From the forum thread below about streaming errors, pull out the passage between "Any measure of" and "moving to ios8.", inclusive, word for word.

▶ Passage shown:

..............................

When I started seeing some internet connection issues I decided to swap the routers so the newer 3rd gen was in the office connected directly to the cable modem. The older router went to the living room to be the wireless bridge. That fixed my internet issues, but then I started getting the unknown error messages when I try to stream on my network. 

I moved the stream to the office router but it's doing the same thing. Unless I download to my iPad, it's giving the error message a lot. Sometimes I can make it for a few minutes, sometimes it's one after the other.


----------



## Gromit

This morning I realized that my iPad was on my 2.4ghz network instead of the 5ghz. I switched to the 5 and got 20+ minutes of flawless streaming.


----------



## moyekj

I think one thing we can deduce is that streaming to iOS app is not very tolerant of network glitches.


----------



## Sling_Blade

I just wish in home streaming would work for me. I even upgraded to a top of the line netgear ac router and it makes no difference. I get the unknown streaming message, or it buffers a lot etc. The only thing I've found that seems to be reproducible is that if I switch from the 5ghz to the 2.4ghz network download times for shows are greatly reduced. The amount downloaded per tick of the app updating is around 1MB on 5ghz while it is 2MB on the 2.4ghz. For the 2.4ghz network the download time is typically a bit less than half the show length. I am being careful to terminate the tivo app after switching so that it realizes I'm on my home network.

Any measure of network speed shows the 5ghz being screaming fast (around 400Mb/sec). Twitch, netflix, etc all perform flawlessly on the 5ghz network. It's just tivo that is terrible. Even so, streaming itself seems random and I've seen issues on both networks. I think I started having issues after moving to ios8.


----------



## Dan203

Have you got the new software on your Stream/Roamio yet? Since the update I have not had a single "problem streaming" and I was getting them constantly before.


----------



## RoamPremier

> Have you got the new software on your Stream/Roamio yet? Since the update I have not had a single "problem streaming" and I was getting them constantly before.


How do you know? Do you have to do something to get it installed?


----------



## Sling_Blade

Dan203 said:


> Have you got the new software on your Stream/Roamio yet? Since the update I have not had a single "problem streaming" and I was getting them constantly before.


Not yet. But I'm not hopeful as the patch notes say nothing about it.


----------



## Dan203

For me the new software has been perfect. I use my Stream every night in bed. Before the update I had constant issues, since the update I have not had one. It may not be listed in the release notes, but they did something to address this issue in the software.


----------



## Sling_Blade

Well that would be awesome if they fixed it! It's been quite frustrating.

..............................

▶ Data entries:
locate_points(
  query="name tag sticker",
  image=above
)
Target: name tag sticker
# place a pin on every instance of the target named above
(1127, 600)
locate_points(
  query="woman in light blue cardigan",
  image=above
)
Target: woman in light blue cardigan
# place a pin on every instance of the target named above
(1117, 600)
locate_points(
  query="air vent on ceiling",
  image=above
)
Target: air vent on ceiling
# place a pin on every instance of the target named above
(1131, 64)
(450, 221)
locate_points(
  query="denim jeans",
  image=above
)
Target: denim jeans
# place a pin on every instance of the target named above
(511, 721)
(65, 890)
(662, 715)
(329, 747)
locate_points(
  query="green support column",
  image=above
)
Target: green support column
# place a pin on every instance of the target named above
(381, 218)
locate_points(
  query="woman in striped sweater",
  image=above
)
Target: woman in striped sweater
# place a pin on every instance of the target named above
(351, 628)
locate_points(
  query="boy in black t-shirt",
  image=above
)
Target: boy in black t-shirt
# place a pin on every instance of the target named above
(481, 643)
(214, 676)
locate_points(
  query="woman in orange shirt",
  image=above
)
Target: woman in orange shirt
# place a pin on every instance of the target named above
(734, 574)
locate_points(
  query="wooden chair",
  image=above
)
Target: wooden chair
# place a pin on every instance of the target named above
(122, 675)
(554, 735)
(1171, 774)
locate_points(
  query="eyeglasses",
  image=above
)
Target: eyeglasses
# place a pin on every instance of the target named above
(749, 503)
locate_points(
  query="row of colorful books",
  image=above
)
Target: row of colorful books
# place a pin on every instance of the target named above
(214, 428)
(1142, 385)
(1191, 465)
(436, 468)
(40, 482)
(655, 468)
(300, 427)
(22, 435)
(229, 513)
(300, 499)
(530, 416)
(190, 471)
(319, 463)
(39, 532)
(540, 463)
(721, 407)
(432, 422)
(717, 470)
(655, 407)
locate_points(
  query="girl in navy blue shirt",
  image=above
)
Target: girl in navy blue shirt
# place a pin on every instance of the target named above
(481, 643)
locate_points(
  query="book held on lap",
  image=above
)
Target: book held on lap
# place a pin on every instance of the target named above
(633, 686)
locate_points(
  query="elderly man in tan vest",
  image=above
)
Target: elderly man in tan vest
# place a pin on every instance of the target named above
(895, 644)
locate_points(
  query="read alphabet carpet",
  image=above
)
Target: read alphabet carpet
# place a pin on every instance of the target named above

..............................

▶ Written answer:
Any measure of network speed shows the 5ghz being screaming fast (around 400Mb/sec). Twitch, netflix, etc all perform flawlessly on the 5ghz network. It's just tivo that is terrible. Even so, streaming itself seems random and I've seen issues on both networks. I think I started having issues after moving to ios8.